▸ What you will do
Your task is to return the data below, word for word.

───── Records

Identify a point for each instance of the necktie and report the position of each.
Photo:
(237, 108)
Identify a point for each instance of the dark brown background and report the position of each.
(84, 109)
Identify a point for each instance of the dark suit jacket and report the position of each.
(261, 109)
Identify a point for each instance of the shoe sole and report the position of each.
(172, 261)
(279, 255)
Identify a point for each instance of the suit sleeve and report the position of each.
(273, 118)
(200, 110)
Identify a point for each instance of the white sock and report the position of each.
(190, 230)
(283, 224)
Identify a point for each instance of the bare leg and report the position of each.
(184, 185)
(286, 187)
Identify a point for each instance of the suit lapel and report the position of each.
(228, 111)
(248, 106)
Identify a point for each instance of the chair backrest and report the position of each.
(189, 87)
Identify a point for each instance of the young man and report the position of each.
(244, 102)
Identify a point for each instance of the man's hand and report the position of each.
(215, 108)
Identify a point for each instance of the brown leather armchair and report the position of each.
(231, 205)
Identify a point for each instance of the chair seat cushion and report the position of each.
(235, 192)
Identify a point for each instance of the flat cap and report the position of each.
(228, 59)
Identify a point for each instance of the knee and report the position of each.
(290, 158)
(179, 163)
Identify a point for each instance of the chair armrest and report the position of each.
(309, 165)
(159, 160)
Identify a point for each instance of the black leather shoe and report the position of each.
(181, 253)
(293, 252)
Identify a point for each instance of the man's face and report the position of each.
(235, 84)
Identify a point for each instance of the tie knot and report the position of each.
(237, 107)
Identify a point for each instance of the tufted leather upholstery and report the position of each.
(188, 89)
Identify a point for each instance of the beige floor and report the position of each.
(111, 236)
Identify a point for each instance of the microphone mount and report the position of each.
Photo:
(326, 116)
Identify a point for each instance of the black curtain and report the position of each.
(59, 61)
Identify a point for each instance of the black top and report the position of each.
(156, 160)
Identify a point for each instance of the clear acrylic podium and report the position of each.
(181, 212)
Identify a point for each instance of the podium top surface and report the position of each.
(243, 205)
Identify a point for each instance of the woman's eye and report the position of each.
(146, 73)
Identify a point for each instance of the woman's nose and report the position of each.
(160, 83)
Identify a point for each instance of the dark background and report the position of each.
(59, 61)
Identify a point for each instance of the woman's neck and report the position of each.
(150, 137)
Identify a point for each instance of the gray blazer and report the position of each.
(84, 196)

──────────

▸ Your solution
Identify a point for each instance of the necktie and report the position of each.
Photo:
(237, 108)
Identify a point for each instance of the dark brown background and report the position of each.
(84, 109)
Identify a point for each instance of the dark suit jacket and report the position of each.
(261, 109)
Identify a point for each instance of the shoe sole and report the position of each.
(172, 261)
(279, 255)
Identify a point for each instance of the suit sleeve and report the position of each.
(273, 118)
(200, 110)
Identify a point for each instance of the white sock and report the position of each.
(190, 230)
(283, 224)
Identify a point for each instance of the bare leg and report the position of each.
(184, 185)
(286, 187)
Identify a point for each instance of the suit lapel and report the position of each.
(228, 111)
(248, 106)
Identify a point for each instance of the chair backrest and report the position of each.
(189, 87)
Identify a point for each instance of the young man and report the position of each.
(244, 102)
Identify a point for each instance of the man's hand and report the position of each.
(215, 108)
Identify a point for each instance of the brown leather armchair and report the position of each.
(231, 205)
Identify a point for each instance of the chair seat cushion and report the position of each.
(235, 192)
Identify a point for each instance of the flat cap and report the position of each.
(228, 59)
Identify a point for each instance of the knee and report the position of each.
(290, 158)
(179, 163)
Identify a point for each instance of the chair armrest and report the position of each.
(309, 165)
(159, 160)
Identify a point for each instance of the black leather shoe and report the position of each.
(181, 253)
(293, 252)
Identify a point for each instance of the man's face and report the position of each.
(235, 84)
Identify a point for each instance of the tie knot and report the position of each.
(237, 107)
Identify a point for each instance of the tufted leather upholstery and report the position of each.
(188, 89)
Identify a point for each instance of the beige floor and report the position of each.
(111, 236)
Identify a point for each instance of the microphone mount and report the position of each.
Photo:
(326, 116)
Identify a point for each instance of the black curtain and report the position of each.
(59, 61)
Identify a point for each instance of the black top and report the position of each.
(156, 160)
Identify a point for each instance of the clear acrylic podium and report the position of each.
(181, 212)
Identify a point for each instance of the podium top surface and report the position of each.
(243, 205)
Identify a point for each instance of the woman's eye and report the position of each.
(146, 73)
Identify a point for each instance of the woman's nose and report the position of each.
(160, 83)
Identify a point for each instance of the dark background and report the position of each.
(59, 61)
Identify a point for each instance of the woman's neck and report the position of each.
(150, 137)
Identify a point for each instance of the gray blazer and report the position of each.
(84, 196)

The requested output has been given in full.